A block of data
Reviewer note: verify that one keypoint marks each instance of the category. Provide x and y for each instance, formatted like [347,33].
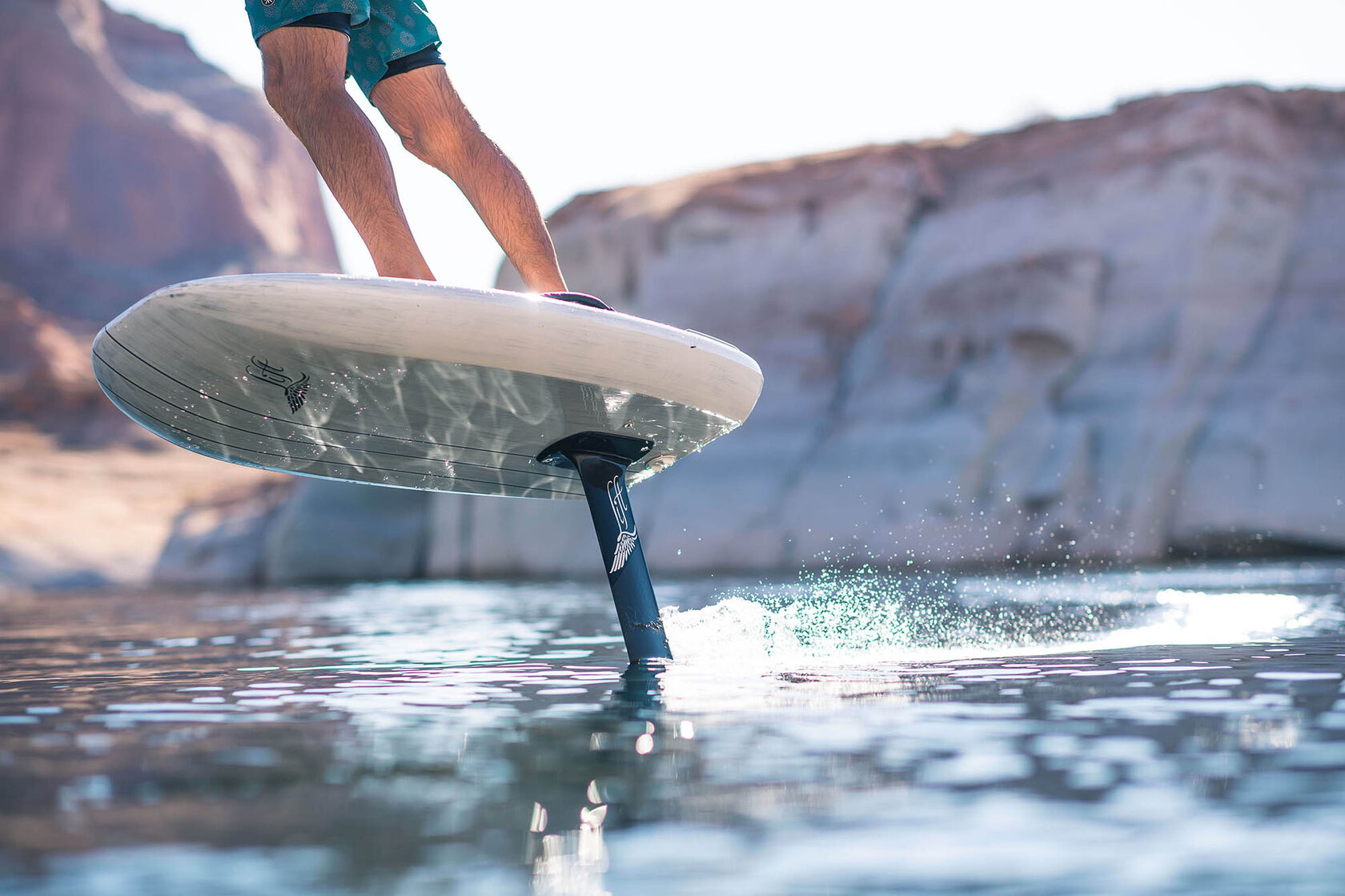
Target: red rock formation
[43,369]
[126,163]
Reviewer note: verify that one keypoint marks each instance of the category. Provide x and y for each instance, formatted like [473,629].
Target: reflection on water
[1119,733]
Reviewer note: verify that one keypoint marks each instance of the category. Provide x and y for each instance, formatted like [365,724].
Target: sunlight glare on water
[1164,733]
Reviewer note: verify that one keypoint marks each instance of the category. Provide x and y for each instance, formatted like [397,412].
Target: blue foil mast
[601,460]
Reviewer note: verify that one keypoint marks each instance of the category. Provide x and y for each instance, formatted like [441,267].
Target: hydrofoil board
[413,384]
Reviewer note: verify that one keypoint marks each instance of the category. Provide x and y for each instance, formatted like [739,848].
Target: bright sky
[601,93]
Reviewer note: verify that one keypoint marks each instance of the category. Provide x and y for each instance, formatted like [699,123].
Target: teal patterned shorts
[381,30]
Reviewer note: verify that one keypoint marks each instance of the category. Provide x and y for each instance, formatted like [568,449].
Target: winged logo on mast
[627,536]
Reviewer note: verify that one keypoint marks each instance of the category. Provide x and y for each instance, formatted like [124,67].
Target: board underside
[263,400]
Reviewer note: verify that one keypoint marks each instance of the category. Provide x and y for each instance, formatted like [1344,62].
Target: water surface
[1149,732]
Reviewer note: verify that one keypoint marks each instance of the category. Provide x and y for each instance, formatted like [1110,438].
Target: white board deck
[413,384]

### Stated task:
Without the pictures, repeat the listing above exactly.

### The reply:
Reviewer note: verify that one keypoint marks each instance of the category. Provide x and y for each instance, formatted like [347,33].
Target: red rock formation
[43,369]
[126,163]
Reviewer note: verify that one keypoint marks each instance of the category. Provide x and y for each instance, formatted like [473,629].
Target: reflection on water
[1119,733]
Reviewer note: verify that one keypoint marks each instance of the category. Provide x and y for each instance, formatted like [365,724].
Target: sunlight glare on water
[1164,733]
Reviewer note: verify that one keypoint marks each instance of the category. Provide x and y for each instance, formatted like [397,412].
Target: blue foil mast
[601,460]
Reviewer note: verify that one keypoint marks each instance of the category. Provide x and y for each instance, formatted like [441,267].
Target: hydrofoil board
[413,384]
Reviewer note: verify that one keypoint marks each instance of the category. Provide x and y for each instance, formatted like [739,848].
Target: bright sky
[601,93]
Reviewer note: verify that one keypoint marks each instance of the category. Provide x and y for each instance, formatted like [699,123].
Target: teal patterned shorts
[381,30]
Reviewer note: verify that one keypoint marks each instance of the category. Provide x and y for each instance, formatted like [568,449].
Target: winged logo on mast
[627,536]
Reviewer note: verify that one keypoint marks each instance of the category. Provide x and y for each instance, formatted like [124,67].
Target: board underside
[263,400]
Reviewer note: verify that one keypoint marks each instance of the category. Provide x and y for each instance, formatted like [1344,62].
Target: water surface
[1149,732]
Reviewer note: verify that one keypoint marks each instance of the category. Provide x and y for each instance, formatted like [1110,438].
Target: white board deck
[413,384]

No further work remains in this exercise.